> _What the task asks_
Please repeat each line below exactly, with no images in the copy.

[Items listed in a dataset]
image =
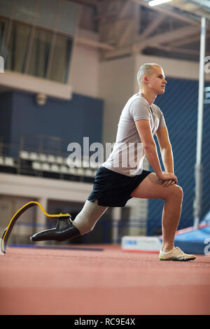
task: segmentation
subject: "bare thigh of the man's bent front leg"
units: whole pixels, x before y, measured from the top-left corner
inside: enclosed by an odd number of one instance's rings
[[[159,183],[158,176],[152,172],[139,186],[132,192],[131,197],[141,197],[142,199],[162,199],[167,200],[169,195],[181,193],[180,186],[174,184],[167,187]]]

> _Response to the task_
image =
task: segmentation
subject: "bare thigh of the man's bent front leg"
units: whole pixels, x before y, measured from the top-left corner
inside: enclosed by an odd number of one instance's rings
[[[159,183],[158,176],[152,172],[139,186],[132,192],[131,197],[141,197],[142,199],[162,199],[167,200],[169,195],[181,193],[180,186],[174,184],[167,187]]]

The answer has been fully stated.